**How to complete this task:** Please restate word for word the line holding "the woman's arm;" and every following line through the end of the entries.
=== Material for the task ===
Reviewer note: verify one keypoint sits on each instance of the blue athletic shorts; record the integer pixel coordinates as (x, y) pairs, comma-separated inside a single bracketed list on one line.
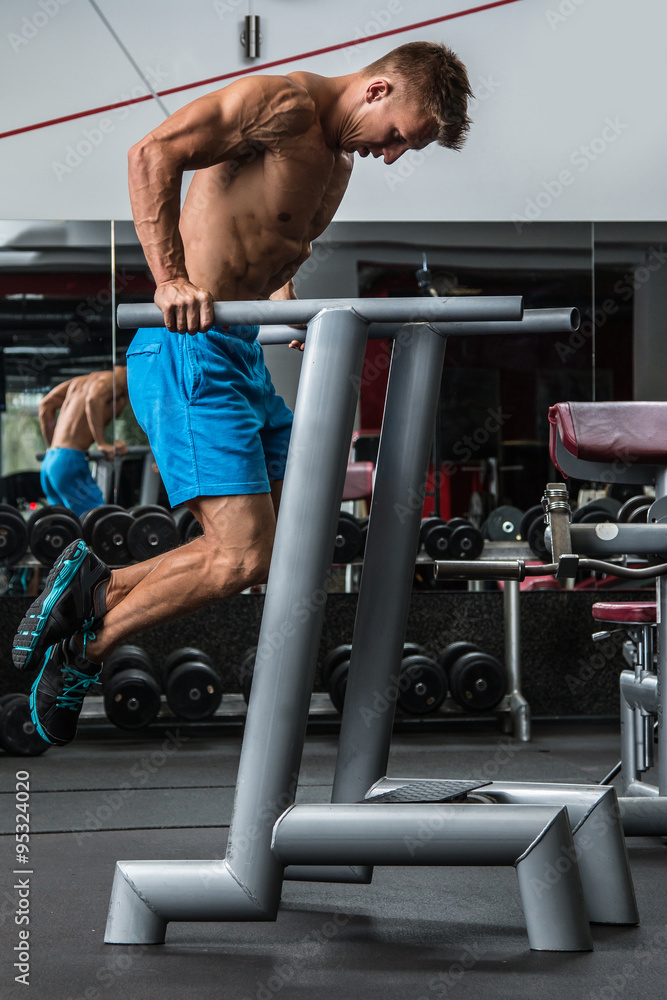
[(66, 479), (214, 421)]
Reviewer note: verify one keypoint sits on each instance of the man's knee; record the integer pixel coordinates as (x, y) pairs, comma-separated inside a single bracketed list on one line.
[(240, 568)]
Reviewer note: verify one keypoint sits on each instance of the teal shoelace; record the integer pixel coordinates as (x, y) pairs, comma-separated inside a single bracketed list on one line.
[(76, 688), (76, 682)]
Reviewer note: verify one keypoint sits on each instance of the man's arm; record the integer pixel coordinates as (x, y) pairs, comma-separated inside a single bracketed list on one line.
[(48, 409), (99, 403), (206, 132)]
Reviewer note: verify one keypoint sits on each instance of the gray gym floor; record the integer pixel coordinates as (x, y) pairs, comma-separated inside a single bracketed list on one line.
[(423, 933)]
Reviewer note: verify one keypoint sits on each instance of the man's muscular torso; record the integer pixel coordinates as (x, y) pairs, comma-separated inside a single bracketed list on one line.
[(272, 186), (73, 427)]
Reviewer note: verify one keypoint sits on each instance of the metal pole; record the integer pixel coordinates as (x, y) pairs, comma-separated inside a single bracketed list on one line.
[(519, 707), (247, 885), (482, 307), (391, 550)]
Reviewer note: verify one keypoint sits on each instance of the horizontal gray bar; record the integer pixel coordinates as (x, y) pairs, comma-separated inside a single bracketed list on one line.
[(534, 321), (412, 310), (415, 834)]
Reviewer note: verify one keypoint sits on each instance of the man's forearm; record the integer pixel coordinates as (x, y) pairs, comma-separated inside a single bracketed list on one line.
[(47, 423), (155, 194)]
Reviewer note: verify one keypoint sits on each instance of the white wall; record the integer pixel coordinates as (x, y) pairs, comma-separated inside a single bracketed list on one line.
[(550, 76)]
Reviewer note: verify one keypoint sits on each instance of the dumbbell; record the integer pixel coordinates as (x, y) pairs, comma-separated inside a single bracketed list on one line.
[(245, 672), (152, 533), (191, 685), (532, 530), (503, 524), (422, 684), (105, 530), (187, 524), (599, 510), (635, 510), (455, 539), (18, 734), (336, 666), (350, 538), (477, 681), (13, 535), (51, 529), (131, 689)]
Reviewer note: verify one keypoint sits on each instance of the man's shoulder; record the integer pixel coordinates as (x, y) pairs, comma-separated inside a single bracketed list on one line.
[(279, 102)]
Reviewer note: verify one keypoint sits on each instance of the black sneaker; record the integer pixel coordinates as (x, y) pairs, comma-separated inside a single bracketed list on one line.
[(59, 689), (71, 602)]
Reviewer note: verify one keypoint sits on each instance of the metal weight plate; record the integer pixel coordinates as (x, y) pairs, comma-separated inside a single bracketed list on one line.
[(504, 524), (51, 530), (333, 659), (131, 699), (477, 682), (338, 685), (640, 514), (7, 699), (127, 657), (148, 508), (422, 685), (108, 538), (13, 535), (465, 541), (434, 535), (183, 655), (413, 649), (448, 656), (349, 538), (18, 735), (151, 534), (193, 691), (91, 517)]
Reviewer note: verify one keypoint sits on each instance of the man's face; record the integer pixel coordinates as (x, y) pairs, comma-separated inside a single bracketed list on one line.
[(389, 125)]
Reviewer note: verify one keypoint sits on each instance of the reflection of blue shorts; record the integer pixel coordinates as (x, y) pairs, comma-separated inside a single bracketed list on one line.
[(214, 422), (66, 479)]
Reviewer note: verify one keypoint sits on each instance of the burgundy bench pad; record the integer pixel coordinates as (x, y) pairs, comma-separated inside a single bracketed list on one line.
[(636, 612), (601, 432)]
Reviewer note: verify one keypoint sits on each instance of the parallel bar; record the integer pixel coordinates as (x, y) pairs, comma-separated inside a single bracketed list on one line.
[(368, 833), (534, 321), (454, 309), (146, 896), (532, 838), (644, 816), (389, 561)]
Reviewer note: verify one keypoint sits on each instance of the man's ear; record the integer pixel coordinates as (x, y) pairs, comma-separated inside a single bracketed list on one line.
[(377, 90)]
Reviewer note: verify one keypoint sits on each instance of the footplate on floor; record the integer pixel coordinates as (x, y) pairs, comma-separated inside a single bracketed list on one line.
[(423, 791)]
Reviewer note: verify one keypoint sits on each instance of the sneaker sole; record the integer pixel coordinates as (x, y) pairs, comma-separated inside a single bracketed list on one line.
[(64, 569)]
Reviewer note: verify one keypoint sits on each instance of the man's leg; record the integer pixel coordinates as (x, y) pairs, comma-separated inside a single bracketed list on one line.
[(233, 553)]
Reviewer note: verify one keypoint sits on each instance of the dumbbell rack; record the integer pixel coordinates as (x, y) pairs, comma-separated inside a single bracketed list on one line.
[(528, 826)]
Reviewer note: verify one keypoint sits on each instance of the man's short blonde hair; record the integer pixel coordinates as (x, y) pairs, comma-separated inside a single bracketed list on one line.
[(439, 81)]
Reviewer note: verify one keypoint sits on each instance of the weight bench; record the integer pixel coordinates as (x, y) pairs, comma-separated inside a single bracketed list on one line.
[(626, 442), (570, 831)]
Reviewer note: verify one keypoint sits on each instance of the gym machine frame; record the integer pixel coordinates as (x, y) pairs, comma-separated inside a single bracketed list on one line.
[(565, 841)]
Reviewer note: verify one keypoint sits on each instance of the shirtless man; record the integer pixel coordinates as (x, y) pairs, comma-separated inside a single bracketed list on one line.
[(273, 157), (86, 405)]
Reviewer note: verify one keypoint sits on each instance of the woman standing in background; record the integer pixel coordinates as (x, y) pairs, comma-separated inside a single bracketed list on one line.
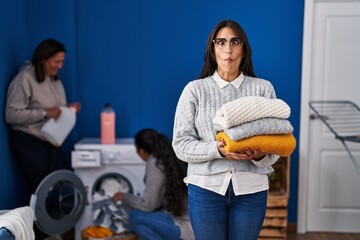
[(161, 214), (34, 96), (227, 191)]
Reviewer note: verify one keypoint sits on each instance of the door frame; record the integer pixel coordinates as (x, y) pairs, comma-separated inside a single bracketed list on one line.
[(304, 115), (305, 111)]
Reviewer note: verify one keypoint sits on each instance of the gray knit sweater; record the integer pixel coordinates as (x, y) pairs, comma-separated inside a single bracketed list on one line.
[(27, 99), (194, 135)]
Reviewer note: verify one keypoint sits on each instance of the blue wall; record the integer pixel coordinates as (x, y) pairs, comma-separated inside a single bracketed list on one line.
[(139, 55)]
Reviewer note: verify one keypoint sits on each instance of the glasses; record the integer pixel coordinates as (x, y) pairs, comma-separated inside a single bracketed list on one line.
[(221, 42)]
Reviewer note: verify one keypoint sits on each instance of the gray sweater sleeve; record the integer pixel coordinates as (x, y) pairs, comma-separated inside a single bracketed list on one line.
[(186, 141), (154, 190)]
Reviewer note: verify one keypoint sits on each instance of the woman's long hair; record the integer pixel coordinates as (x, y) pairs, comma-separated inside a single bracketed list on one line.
[(210, 64), (174, 169), (45, 50)]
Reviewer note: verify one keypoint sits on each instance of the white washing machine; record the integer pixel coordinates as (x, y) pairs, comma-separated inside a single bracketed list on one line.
[(93, 164)]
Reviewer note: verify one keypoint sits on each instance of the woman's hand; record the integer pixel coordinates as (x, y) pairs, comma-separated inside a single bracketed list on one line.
[(118, 196), (54, 112), (244, 154), (75, 105)]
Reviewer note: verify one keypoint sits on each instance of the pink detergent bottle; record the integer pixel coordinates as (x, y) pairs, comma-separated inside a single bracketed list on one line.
[(108, 125)]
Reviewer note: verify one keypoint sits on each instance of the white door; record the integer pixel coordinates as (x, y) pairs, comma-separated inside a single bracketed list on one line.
[(329, 184)]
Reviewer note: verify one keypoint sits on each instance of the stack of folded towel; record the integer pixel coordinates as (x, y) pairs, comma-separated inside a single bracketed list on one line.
[(255, 121), (19, 222)]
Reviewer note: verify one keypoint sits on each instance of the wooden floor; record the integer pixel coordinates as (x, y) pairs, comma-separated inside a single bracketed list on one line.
[(323, 236)]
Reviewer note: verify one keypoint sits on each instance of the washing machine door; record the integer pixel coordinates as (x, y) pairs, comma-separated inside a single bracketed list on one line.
[(58, 202)]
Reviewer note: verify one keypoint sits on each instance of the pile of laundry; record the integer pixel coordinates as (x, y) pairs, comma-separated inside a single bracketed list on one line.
[(254, 121)]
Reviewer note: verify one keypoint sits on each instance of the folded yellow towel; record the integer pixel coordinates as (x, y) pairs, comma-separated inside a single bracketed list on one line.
[(281, 145)]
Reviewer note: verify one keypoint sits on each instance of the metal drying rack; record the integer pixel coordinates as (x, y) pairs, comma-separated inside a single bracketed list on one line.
[(343, 119)]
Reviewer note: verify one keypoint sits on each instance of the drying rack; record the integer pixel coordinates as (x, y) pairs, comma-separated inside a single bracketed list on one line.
[(343, 119)]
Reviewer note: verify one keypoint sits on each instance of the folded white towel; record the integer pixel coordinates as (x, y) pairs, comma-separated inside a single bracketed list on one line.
[(247, 109), (19, 222), (264, 126)]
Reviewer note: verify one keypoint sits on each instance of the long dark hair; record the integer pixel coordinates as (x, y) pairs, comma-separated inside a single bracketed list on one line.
[(160, 147), (45, 50), (210, 64)]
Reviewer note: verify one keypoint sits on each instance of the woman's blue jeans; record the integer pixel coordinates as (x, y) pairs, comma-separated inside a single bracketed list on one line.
[(157, 225), (229, 217)]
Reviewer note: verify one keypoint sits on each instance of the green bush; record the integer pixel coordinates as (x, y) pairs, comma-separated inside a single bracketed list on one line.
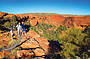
[(72, 42)]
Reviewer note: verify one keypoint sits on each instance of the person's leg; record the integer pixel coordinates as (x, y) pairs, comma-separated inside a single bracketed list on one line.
[(11, 34)]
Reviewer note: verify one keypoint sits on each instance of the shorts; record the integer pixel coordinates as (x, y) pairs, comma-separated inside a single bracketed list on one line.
[(23, 29)]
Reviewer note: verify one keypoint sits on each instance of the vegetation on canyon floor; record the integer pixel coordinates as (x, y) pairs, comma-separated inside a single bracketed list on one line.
[(73, 42)]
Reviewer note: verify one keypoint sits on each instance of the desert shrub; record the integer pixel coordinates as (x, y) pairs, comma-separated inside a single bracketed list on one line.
[(14, 22), (72, 42)]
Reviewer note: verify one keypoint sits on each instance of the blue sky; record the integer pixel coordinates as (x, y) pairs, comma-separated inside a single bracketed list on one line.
[(74, 7)]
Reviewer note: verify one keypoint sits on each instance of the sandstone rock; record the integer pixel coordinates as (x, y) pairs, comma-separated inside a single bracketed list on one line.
[(39, 52), (33, 22), (24, 53)]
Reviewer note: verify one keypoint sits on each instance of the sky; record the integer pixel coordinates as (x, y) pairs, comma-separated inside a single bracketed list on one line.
[(68, 7)]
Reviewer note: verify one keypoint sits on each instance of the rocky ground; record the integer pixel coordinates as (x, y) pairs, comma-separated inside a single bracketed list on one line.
[(31, 45)]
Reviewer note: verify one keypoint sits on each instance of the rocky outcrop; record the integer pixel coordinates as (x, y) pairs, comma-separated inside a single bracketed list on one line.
[(31, 45)]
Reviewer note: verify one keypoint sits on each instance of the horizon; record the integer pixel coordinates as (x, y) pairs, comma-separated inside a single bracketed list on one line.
[(63, 7)]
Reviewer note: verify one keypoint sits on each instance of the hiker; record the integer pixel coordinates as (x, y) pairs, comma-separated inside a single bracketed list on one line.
[(23, 29), (11, 31), (19, 28)]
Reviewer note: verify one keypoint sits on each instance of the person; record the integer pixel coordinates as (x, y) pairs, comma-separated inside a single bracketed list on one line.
[(23, 29), (18, 28), (11, 31)]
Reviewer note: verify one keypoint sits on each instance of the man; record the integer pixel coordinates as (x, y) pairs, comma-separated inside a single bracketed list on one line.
[(11, 31), (23, 29), (19, 28)]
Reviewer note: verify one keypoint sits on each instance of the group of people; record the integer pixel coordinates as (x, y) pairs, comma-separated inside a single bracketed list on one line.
[(20, 29)]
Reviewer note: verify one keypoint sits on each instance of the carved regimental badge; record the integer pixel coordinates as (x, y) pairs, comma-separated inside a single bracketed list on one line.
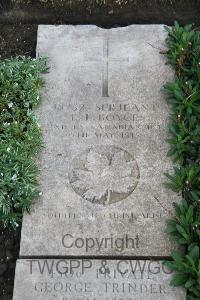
[(104, 174)]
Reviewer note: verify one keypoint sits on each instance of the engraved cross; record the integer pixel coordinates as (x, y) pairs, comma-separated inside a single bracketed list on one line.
[(106, 59)]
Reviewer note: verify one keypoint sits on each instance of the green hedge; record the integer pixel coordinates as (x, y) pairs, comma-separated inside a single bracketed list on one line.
[(20, 136), (184, 99)]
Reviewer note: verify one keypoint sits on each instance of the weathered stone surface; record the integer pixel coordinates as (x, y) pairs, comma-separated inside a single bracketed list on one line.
[(104, 121), (93, 280)]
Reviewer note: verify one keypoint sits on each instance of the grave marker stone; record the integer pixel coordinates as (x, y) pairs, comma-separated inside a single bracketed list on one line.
[(102, 170), (104, 120)]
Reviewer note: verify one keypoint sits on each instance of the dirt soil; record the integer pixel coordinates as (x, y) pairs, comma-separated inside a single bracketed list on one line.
[(17, 40), (14, 40)]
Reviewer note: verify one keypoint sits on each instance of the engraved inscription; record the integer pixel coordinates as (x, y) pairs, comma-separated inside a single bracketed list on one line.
[(104, 174)]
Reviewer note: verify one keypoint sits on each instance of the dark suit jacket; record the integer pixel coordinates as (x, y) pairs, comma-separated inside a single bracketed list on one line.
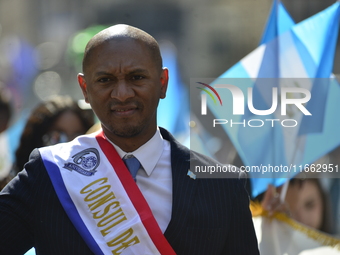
[(209, 216)]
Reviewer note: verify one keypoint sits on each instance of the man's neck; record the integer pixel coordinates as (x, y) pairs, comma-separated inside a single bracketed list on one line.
[(128, 144)]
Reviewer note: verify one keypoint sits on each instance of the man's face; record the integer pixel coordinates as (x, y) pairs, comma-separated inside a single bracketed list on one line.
[(123, 85)]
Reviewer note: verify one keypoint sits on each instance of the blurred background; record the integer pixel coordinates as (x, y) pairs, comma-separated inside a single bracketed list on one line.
[(41, 41)]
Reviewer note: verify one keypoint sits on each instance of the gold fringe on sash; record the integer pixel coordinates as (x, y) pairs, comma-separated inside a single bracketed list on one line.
[(322, 238)]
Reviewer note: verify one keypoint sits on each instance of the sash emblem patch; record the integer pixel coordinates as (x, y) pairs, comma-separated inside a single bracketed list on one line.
[(84, 162)]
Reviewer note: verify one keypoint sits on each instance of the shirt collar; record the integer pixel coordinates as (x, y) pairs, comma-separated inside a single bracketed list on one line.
[(148, 154)]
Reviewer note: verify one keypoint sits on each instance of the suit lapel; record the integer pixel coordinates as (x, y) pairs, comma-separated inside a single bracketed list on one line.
[(183, 187)]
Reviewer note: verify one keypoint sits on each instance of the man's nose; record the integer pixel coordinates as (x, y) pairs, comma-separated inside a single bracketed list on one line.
[(122, 91)]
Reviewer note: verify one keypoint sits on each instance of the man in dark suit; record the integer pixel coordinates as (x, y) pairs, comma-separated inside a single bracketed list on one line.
[(123, 81)]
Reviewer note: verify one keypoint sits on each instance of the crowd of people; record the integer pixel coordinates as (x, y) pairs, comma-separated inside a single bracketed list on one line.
[(125, 188)]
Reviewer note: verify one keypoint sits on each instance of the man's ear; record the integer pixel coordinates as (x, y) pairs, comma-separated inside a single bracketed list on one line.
[(82, 84), (164, 82)]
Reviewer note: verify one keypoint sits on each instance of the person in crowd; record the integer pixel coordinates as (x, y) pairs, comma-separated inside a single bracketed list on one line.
[(56, 120), (5, 119), (124, 189), (5, 109), (305, 201)]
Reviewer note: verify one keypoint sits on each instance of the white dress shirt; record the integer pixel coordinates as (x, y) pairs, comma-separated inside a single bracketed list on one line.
[(154, 178)]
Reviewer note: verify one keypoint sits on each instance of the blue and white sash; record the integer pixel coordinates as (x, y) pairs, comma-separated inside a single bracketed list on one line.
[(101, 198)]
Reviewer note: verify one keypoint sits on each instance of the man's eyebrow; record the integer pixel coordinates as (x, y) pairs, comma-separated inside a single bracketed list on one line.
[(99, 73), (139, 70)]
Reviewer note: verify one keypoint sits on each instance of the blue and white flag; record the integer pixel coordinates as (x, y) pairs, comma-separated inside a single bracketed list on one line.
[(299, 58)]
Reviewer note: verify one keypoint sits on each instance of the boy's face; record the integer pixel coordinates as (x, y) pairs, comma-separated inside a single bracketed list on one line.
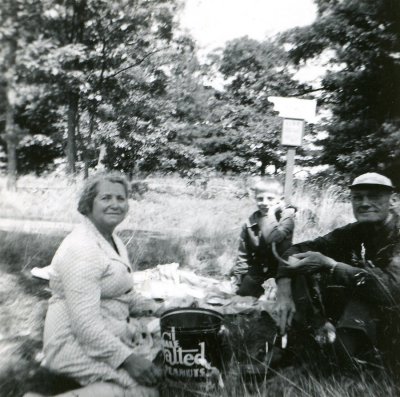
[(266, 200)]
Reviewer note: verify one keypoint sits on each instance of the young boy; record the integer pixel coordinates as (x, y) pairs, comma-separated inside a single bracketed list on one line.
[(272, 222)]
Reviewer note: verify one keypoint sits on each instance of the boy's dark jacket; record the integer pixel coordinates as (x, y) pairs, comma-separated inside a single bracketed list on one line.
[(255, 255)]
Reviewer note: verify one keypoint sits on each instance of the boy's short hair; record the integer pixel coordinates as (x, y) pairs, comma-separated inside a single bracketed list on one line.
[(268, 185)]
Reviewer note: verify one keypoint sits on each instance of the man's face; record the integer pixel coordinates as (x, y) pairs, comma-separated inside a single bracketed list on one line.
[(370, 204)]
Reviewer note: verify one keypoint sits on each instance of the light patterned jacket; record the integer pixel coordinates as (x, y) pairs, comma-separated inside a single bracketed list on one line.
[(86, 334)]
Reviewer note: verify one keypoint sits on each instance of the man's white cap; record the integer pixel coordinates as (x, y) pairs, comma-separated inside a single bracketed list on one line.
[(372, 179)]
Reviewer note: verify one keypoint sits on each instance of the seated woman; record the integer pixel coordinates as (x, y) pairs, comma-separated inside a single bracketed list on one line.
[(86, 334)]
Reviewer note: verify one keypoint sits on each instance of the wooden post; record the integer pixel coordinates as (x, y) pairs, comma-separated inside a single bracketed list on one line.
[(289, 174)]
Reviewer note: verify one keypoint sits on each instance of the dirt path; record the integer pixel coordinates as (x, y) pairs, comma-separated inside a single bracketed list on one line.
[(34, 226)]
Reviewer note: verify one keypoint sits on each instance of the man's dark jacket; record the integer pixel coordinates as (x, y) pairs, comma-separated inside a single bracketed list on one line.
[(371, 282)]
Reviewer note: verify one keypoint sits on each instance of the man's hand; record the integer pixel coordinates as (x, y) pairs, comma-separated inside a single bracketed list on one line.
[(142, 370), (285, 307), (310, 262)]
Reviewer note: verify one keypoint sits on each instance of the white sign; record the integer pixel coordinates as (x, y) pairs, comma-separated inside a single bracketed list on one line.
[(294, 108), (292, 132)]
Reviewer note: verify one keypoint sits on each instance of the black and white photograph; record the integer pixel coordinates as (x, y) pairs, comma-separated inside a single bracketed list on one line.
[(199, 198)]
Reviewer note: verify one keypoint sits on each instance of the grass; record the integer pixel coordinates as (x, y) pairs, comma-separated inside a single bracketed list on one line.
[(174, 221)]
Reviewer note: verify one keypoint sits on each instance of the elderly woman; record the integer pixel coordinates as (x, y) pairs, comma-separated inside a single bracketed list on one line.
[(86, 334)]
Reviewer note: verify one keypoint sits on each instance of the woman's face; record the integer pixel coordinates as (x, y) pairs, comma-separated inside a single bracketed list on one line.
[(110, 206)]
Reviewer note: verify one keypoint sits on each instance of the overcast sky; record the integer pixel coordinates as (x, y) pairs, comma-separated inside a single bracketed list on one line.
[(213, 22)]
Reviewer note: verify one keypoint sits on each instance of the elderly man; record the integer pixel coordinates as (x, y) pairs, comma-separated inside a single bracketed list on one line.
[(345, 286)]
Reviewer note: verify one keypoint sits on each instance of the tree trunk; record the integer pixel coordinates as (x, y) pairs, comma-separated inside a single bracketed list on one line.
[(11, 131), (71, 131), (11, 140)]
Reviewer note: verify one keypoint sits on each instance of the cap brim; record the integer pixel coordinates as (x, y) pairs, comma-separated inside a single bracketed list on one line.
[(371, 185)]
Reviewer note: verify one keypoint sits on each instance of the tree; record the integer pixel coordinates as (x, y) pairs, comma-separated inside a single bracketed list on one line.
[(362, 88), (17, 25), (246, 136), (83, 53)]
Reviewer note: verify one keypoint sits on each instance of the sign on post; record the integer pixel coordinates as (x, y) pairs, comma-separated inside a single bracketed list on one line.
[(294, 111), (292, 132)]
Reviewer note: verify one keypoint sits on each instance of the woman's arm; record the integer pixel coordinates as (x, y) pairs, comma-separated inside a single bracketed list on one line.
[(80, 272)]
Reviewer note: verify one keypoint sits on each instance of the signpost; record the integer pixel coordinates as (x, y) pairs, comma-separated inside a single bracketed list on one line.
===
**Your response:**
Reviewer note: verify one keypoint sits on each instance of the woman's arm; record the integer pixel coordinates as (x, y) pairs, comma-separated inside a single bracketed list on one line.
[(80, 272)]
Reviewer note: verify one keypoint sits on each instance of the signpost; record the integer pixel coordinates as (x, y) pairs, comma-separated inside a single bracketed list on one line.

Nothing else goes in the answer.